[Task input Boundary: Start]

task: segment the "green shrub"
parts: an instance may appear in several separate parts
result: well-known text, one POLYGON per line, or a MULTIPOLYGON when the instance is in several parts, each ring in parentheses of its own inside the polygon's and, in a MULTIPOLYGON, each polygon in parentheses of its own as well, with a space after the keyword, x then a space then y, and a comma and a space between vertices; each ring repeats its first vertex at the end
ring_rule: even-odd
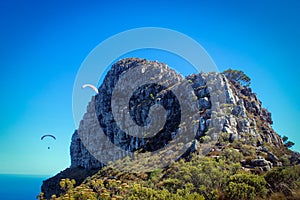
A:
POLYGON ((131 191, 126 195, 128 200, 140 199, 157 199, 157 200, 204 200, 202 195, 197 193, 187 193, 182 196, 181 194, 173 194, 168 190, 153 190, 152 188, 134 186, 131 191))
POLYGON ((273 192, 292 196, 300 189, 300 165, 274 168, 265 174, 265 179, 273 192))
POLYGON ((252 200, 255 198, 255 188, 246 183, 230 182, 226 193, 227 198, 232 200, 252 200))
POLYGON ((225 192, 229 199, 248 200, 265 197, 267 193, 266 180, 254 174, 235 174, 229 178, 225 192))
POLYGON ((240 151, 244 156, 254 157, 256 155, 256 149, 251 145, 242 145, 240 151))
POLYGON ((242 153, 233 148, 225 149, 222 153, 222 157, 224 157, 227 162, 231 163, 240 162, 244 158, 242 153))
POLYGON ((224 189, 227 178, 240 168, 239 163, 228 164, 224 160, 194 156, 189 162, 181 160, 170 166, 162 188, 172 193, 188 189, 190 193, 196 192, 206 199, 215 199, 218 196, 216 191, 224 189))

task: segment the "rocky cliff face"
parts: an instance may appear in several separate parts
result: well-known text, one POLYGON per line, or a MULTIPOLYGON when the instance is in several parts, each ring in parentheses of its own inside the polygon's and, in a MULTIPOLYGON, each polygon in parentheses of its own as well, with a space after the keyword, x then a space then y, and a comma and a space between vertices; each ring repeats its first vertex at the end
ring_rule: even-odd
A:
POLYGON ((84 146, 77 130, 73 133, 71 147, 71 167, 82 167, 85 169, 100 169, 104 165, 100 163, 84 146))
MULTIPOLYGON (((112 107, 110 104, 112 92, 119 80, 119 77, 130 68, 145 68, 157 67, 160 71, 158 74, 153 74, 153 79, 156 80, 156 76, 176 77, 176 81, 180 83, 183 78, 175 71, 171 70, 165 64, 157 62, 150 62, 140 59, 125 59, 121 60, 108 72, 103 85, 99 88, 99 94, 92 98, 91 103, 87 109, 87 113, 83 117, 79 130, 81 132, 96 132, 93 126, 96 122, 91 117, 93 115, 92 106, 95 106, 97 117, 101 127, 104 129, 106 135, 113 141, 114 144, 119 145, 121 148, 128 152, 135 151, 140 148, 144 148, 148 151, 157 149, 169 140, 172 139, 172 134, 176 134, 176 130, 173 127, 180 125, 178 119, 178 102, 170 93, 164 93, 166 89, 159 87, 146 86, 141 88, 135 96, 132 98, 131 103, 137 105, 139 110, 135 110, 135 121, 138 124, 142 124, 148 120, 149 109, 153 104, 157 103, 157 99, 166 99, 164 102, 160 102, 169 113, 169 120, 167 119, 166 126, 163 131, 160 131, 156 137, 152 139, 144 139, 138 137, 132 137, 127 135, 123 130, 119 128, 114 120, 112 107), (142 94, 142 96, 140 95, 142 94), (139 96, 140 95, 140 96, 139 96), (151 100, 151 95, 153 101, 151 100), (142 114, 141 114, 142 113, 142 114)), ((134 80, 134 78, 130 79, 134 80)), ((260 148, 274 147, 283 148, 282 139, 272 129, 271 113, 262 107, 262 103, 258 100, 257 95, 251 91, 248 87, 243 87, 239 83, 228 80, 225 75, 220 73, 200 73, 196 75, 190 75, 187 80, 191 83, 197 96, 199 106, 199 129, 196 134, 196 142, 203 142, 203 140, 213 139, 219 135, 222 135, 222 140, 228 142, 242 141, 251 146, 260 148), (221 134, 220 134, 221 133, 221 134), (267 146, 266 146, 267 144, 267 146)), ((173 85, 175 85, 174 83, 173 85)), ((173 86, 171 85, 171 87, 173 86)), ((126 92, 126 88, 122 88, 126 92)), ((119 106, 119 105, 118 105, 119 106)), ((118 107, 117 109, 122 109, 118 107)), ((124 121, 126 123, 126 121, 124 121)), ((131 132, 134 132, 134 128, 131 132)), ((216 149, 220 149, 224 146, 224 141, 219 141, 215 144, 216 149)), ((199 148, 201 148, 199 146, 199 148)), ((213 150, 213 149, 210 149, 213 150)), ((115 160, 121 158, 118 155, 115 156, 115 160)), ((99 168, 103 164, 97 161, 86 150, 82 144, 77 132, 74 133, 71 143, 71 167, 84 167, 86 169, 99 168)))
MULTIPOLYGON (((128 80, 135 80, 135 78, 130 77, 128 80)), ((187 128, 180 121, 180 111, 183 108, 180 107, 176 96, 169 91, 170 88, 179 87, 183 80, 187 80, 193 88, 196 96, 194 100, 198 104, 198 117, 193 120, 193 123, 197 124, 195 140, 190 143, 187 152, 218 155, 217 152, 223 151, 229 144, 236 144, 231 146, 240 152, 243 152, 241 145, 248 145, 255 150, 256 156, 241 160, 245 168, 268 170, 282 164, 280 157, 286 156, 286 148, 281 137, 271 126, 273 123, 271 113, 262 107, 257 95, 249 87, 241 86, 221 73, 200 73, 184 79, 166 64, 144 59, 124 59, 112 66, 99 88, 99 94, 91 99, 78 131, 73 134, 70 148, 71 169, 81 167, 90 170, 104 166, 90 153, 91 149, 92 151, 99 149, 99 146, 89 147, 91 149, 87 150, 79 137, 80 133, 89 133, 88 140, 95 140, 92 135, 97 132, 98 127, 90 124, 99 124, 108 140, 128 152, 127 154, 141 149, 155 151, 169 143, 176 134, 180 134, 181 130, 187 128), (120 104, 113 105, 116 106, 115 108, 112 107, 113 90, 122 74, 134 68, 142 72, 151 68, 153 80, 163 80, 158 84, 146 84, 138 88, 130 98, 129 105, 125 106, 128 107, 134 122, 140 126, 147 125, 151 120, 149 113, 154 104, 164 107, 167 113, 166 123, 153 137, 140 138, 127 134, 126 131, 139 132, 139 129, 136 126, 126 126, 129 122, 125 119, 122 120, 127 128, 124 131, 120 128, 122 124, 118 124, 113 115, 112 110, 124 109, 124 105, 120 104), (165 78, 161 79, 161 77, 165 78), (161 85, 168 85, 168 87, 161 87, 161 85), (213 141, 213 145, 207 146, 209 141, 213 141)), ((126 87, 124 85, 121 91, 124 93, 130 91, 130 88, 126 87)), ((94 142, 91 144, 95 145, 94 142)), ((100 153, 109 155, 109 152, 100 153)), ((124 156, 126 155, 120 153, 113 155, 113 158, 118 160, 124 156)))

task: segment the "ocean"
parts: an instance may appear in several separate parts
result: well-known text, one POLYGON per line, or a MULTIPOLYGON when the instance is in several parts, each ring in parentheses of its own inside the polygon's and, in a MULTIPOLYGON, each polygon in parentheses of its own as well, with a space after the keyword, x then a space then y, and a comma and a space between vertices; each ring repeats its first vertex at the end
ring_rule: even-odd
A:
POLYGON ((47 176, 0 174, 0 200, 34 200, 47 176))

[Task input Boundary: End]

■ Assigned task ■
The expected result is a copy of each line in the records where "segment" appears.

■ Finished task ■
task: segment the "green shrub"
task: segment the "rocky cliff face"
task: segment the "ocean"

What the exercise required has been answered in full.